Coordinate annotation entries
** BEGIN **

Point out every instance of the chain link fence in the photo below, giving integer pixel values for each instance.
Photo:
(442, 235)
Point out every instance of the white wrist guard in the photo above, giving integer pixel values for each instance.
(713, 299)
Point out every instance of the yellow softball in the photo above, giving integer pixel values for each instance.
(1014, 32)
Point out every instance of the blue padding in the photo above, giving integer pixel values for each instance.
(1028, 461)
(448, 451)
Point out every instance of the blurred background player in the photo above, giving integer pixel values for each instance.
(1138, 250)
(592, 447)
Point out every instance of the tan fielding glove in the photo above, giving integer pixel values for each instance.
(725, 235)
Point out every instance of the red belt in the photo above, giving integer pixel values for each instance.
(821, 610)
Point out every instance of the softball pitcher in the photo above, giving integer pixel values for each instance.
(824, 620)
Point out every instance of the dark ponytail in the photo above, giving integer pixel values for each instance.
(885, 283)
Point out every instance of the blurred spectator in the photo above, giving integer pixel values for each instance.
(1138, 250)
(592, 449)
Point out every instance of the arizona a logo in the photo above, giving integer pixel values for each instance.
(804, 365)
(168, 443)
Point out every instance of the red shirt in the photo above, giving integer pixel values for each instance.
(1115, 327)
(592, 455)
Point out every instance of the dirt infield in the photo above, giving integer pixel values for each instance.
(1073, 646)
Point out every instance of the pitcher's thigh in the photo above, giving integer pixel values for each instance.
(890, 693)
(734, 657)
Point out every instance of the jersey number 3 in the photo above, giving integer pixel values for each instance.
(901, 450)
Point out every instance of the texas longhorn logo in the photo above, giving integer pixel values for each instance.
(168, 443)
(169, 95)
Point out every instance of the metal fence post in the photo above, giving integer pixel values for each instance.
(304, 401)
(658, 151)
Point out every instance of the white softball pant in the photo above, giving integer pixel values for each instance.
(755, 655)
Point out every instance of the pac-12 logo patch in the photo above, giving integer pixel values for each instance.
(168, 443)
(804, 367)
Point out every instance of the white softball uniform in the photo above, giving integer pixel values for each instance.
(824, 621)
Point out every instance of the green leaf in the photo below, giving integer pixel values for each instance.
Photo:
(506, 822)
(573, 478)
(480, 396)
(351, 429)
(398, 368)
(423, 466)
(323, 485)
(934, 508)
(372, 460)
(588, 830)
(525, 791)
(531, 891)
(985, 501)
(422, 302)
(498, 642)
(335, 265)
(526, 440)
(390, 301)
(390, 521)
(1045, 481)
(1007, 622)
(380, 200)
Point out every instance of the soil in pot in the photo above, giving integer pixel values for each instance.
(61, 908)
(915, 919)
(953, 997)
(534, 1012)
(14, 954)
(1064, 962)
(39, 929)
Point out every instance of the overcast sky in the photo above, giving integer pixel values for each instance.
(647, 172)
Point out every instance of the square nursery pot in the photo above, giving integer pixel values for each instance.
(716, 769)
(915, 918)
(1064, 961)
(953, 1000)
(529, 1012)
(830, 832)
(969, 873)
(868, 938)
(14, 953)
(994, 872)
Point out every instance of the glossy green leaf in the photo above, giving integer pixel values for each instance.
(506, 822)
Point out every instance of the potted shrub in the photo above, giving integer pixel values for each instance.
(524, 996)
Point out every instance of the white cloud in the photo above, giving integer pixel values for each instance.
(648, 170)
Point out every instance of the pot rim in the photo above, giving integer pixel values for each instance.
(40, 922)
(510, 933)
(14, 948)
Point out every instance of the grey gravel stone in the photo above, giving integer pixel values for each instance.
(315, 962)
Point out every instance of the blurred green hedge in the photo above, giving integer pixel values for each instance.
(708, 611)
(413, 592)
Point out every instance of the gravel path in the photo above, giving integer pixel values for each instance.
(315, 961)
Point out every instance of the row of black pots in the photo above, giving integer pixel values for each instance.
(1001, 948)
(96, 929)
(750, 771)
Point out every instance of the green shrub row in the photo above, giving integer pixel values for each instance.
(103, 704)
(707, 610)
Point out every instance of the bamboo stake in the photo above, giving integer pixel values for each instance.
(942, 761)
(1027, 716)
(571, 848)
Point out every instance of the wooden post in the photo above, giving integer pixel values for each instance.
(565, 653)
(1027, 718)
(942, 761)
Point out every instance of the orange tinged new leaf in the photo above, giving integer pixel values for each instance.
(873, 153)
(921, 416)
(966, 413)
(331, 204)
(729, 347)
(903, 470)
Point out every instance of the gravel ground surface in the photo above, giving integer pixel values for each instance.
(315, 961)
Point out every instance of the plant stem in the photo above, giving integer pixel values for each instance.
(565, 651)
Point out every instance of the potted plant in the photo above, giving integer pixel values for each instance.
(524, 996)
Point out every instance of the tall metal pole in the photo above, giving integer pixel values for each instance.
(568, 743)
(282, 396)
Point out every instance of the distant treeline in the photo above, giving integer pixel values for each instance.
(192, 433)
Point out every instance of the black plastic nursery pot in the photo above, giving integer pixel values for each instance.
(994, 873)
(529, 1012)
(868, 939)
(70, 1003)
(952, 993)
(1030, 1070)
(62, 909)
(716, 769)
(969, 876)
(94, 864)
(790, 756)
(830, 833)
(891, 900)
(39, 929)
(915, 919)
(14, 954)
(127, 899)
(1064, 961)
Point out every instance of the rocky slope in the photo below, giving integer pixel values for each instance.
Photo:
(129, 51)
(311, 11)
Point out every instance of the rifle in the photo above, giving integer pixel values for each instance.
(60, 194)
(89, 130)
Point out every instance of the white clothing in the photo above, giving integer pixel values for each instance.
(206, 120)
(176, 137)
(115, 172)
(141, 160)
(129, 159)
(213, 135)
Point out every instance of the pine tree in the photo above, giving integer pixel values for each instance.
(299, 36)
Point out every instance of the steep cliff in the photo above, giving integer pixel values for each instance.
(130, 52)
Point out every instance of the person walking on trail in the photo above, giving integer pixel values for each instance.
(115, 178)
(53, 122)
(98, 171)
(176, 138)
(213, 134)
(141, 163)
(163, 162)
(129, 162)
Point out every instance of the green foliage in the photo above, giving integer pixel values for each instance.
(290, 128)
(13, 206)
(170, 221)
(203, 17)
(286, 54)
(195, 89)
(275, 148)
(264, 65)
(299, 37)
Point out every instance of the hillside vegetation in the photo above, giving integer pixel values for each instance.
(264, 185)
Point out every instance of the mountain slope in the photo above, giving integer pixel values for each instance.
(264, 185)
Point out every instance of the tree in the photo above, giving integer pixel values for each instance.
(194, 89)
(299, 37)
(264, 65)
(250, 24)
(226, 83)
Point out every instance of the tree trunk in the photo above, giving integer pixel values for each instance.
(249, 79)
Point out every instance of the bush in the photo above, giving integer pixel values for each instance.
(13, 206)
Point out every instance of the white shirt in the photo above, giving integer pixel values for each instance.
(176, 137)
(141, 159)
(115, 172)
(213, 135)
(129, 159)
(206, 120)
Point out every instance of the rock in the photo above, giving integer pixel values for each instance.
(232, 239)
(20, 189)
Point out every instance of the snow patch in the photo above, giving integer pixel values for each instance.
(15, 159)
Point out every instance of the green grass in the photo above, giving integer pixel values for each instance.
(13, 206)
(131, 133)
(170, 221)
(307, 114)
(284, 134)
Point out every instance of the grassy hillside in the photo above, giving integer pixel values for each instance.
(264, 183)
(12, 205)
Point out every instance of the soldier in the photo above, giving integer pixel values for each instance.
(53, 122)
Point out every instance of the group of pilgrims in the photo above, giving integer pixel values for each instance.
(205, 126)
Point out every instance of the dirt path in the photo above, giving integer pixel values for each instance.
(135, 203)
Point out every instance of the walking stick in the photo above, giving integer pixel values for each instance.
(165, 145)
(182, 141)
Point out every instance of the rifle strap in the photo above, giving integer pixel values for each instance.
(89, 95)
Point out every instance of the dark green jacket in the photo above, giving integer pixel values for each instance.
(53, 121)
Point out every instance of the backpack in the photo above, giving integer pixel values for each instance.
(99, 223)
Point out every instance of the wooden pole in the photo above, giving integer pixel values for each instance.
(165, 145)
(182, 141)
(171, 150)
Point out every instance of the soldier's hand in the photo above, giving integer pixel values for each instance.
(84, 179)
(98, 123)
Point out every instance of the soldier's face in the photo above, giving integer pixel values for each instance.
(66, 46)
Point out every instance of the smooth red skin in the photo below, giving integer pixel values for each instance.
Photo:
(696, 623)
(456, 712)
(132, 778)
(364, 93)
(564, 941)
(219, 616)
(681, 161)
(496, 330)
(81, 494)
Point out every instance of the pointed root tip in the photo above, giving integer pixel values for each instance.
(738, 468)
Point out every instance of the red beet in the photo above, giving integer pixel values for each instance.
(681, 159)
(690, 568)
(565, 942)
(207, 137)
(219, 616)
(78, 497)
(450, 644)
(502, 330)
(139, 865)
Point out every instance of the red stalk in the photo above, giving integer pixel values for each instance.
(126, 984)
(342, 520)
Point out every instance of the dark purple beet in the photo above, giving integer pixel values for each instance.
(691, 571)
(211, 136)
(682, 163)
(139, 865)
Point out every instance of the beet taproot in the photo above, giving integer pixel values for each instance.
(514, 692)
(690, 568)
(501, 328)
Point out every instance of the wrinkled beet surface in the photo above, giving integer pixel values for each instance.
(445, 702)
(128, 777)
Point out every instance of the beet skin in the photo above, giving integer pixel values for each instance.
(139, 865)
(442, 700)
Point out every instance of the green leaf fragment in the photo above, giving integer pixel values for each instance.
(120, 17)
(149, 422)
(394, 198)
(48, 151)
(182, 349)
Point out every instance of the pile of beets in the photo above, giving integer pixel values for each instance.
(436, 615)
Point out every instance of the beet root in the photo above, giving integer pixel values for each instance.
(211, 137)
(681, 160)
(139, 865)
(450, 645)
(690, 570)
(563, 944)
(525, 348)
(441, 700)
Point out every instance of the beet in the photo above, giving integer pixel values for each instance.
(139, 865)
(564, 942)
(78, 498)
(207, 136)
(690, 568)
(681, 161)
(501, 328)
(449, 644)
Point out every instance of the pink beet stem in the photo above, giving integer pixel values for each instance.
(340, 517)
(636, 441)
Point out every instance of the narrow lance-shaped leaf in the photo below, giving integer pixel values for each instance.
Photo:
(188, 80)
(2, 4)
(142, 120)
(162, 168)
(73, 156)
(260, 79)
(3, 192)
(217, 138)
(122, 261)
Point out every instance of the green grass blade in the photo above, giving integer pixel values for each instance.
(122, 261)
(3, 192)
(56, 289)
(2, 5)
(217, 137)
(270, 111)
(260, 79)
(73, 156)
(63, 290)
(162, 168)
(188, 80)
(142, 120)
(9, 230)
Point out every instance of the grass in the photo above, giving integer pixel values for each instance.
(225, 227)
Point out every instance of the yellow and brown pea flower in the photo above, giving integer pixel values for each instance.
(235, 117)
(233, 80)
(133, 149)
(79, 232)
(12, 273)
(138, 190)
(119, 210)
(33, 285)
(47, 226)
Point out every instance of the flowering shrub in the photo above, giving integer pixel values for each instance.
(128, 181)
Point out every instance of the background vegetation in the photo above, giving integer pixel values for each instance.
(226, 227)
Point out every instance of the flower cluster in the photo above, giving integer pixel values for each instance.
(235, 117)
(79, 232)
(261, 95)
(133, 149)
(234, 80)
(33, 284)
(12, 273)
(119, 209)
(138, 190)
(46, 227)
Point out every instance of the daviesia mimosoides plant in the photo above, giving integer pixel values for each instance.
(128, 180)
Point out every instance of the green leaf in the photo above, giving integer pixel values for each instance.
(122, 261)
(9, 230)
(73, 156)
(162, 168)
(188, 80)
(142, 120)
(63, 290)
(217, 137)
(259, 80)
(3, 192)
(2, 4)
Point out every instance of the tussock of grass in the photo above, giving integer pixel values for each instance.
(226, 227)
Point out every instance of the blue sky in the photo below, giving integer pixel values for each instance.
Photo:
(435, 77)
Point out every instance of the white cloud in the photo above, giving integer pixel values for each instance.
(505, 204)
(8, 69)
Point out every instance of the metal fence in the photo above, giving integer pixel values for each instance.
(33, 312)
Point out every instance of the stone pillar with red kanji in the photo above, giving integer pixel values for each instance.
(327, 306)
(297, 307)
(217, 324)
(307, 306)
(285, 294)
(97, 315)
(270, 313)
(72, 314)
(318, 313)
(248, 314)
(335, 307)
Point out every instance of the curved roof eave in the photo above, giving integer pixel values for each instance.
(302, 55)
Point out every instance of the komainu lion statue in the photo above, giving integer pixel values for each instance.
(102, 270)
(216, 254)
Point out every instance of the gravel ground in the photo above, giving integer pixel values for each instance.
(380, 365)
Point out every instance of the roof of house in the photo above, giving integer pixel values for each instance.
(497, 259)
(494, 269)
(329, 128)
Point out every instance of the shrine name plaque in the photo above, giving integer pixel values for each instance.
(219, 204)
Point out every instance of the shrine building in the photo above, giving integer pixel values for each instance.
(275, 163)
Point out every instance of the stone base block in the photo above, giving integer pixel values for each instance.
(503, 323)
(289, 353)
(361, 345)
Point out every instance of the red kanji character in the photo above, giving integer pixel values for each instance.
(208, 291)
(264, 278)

** END **

## Task directions
Take the line in which "Point out every instance of the shrine name" occurs and each subsequent line through the end; give these lines again without alteration.

## Solution
Point out every instance of the shrine name plaque in the photo above, giving integer pixel values for each instance.
(219, 204)
Point out every instance of the shrine building in the photo above, giving integer pixel values for each instance.
(275, 163)
Point out every instance of the stone base block in the photo above, giving integer pixel values for each instance.
(503, 323)
(289, 353)
(361, 345)
Point out every instance of the red kanji character in the photo above, giving integer pixel values for each instance.
(208, 291)
(264, 278)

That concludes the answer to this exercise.